▸ **Source document**:
## start

In a sense they are right. For the time being they have "won" and the opposition is down or on the run. Meanwhile, day by day, Nicaragua collapses from within.
When the Mexican paper Excelsior (October 21) asked Sandinista Vice President Sergio Ramirez if the revolution had made any mistakes, he said: "In the initial years, a fundamental one. Too many dreams. It was imbued with the idea that it could solve everything from one day to the next. It never calculated the weight of enmity from the United States, or the high cost of such ill will. It never prepared for the long struggle." This is one of the Big Lies of the revolution, which many around the world accept--the old "you made us do it" routine that stands the facts on their heads. In reality, during the first 18 months the Sandinistas were in power, before the armed Contras even existed, the United States gave Nicaragua more aid than did any other nation, even as the Sandinistas built the largest army in Central American history and began subverting their neighbors by arming the Salvadoran guerrillas.
The opposition daily La Prensa had it right on November 8 when it said that the Sandinista revolution remains, but the broadly based democratic revolution of 1978-79, the one that really brought about the downfall of dictator Anastasio Somoza, does not. As the paper noted, the Sandinistas have betrayed all the promises they made to Nicaraguans and the international community. They could have given Nicaraguans "an era of peace and progress," but instead they have brought "war, destruction, death and retrogression."
That is, the original revolution has been undermined by a small clique of ideologues whose policies pervade every corner of society in a way Somoza's never did. This clique is a new ruling class, as the Independence Liberal Party (PLI) weekly Paso a paso noted at the beginning of November, with comrades who live luxuriously in an impoverished society. It isn't just that President Daniel Ortega sports designer sunglasses but, more importantly, that just one of his residences occupies three blocks in downtown Managua, while the other comandantes also live extravagantly by Nicaraguan standards in Managua's few posh neighborhoods.

## end

Entries from a pointing dataset

## start

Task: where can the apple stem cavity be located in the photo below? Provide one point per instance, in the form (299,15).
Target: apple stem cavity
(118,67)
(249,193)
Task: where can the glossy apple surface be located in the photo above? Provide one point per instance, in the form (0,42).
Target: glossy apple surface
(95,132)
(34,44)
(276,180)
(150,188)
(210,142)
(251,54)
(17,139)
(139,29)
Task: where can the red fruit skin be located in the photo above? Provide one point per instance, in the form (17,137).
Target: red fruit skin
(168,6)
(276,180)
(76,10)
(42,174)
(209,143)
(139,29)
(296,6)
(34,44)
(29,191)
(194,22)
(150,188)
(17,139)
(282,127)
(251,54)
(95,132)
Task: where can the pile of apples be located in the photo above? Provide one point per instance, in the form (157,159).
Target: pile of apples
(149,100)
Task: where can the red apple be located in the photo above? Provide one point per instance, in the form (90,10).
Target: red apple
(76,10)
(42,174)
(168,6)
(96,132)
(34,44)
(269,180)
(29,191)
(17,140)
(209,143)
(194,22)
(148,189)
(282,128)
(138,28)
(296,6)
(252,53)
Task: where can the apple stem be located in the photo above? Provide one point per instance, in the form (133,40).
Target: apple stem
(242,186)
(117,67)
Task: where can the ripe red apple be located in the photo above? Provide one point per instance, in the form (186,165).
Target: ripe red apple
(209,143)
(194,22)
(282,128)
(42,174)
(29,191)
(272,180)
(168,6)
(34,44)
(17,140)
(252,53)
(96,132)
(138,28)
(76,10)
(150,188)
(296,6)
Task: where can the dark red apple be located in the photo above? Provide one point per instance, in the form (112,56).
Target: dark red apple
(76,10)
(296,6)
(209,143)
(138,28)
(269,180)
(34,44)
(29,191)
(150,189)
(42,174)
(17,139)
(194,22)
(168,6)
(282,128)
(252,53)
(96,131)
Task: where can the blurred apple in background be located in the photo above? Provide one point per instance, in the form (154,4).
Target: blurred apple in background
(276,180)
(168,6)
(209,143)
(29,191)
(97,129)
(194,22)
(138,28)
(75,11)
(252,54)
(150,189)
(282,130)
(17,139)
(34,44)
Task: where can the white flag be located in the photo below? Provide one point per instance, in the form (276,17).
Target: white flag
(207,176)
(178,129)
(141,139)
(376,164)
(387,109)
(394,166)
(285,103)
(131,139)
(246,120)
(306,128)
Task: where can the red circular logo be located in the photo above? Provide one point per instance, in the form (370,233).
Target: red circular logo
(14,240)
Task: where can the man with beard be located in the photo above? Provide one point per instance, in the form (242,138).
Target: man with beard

## end

▸ **Task brief**: Can you change "clique" to "faction" and give the Nicaragua commentary again, starting at "That is, the" and ending at "few posh neighborhoods."? These items have no connection to the Nicaragua commentary.

▸ **Correct response**:
That is, the original revolution has been undermined by a small faction of ideologues whose policies pervade every corner of society in a way Somoza's never did. This faction is a new ruling class, as the Independence Liberal Party (PLI) weekly Paso a paso noted at the beginning of November, with comrades who live luxuriously in an impoverished society. It isn't just that President Daniel Ortega sports designer sunglasses but, more importantly, that just one of his residences occupies three blocks in downtown Managua, while the other comandantes also live extravagantly by Nicaraguan standards in Managua's few posh neighborhoods.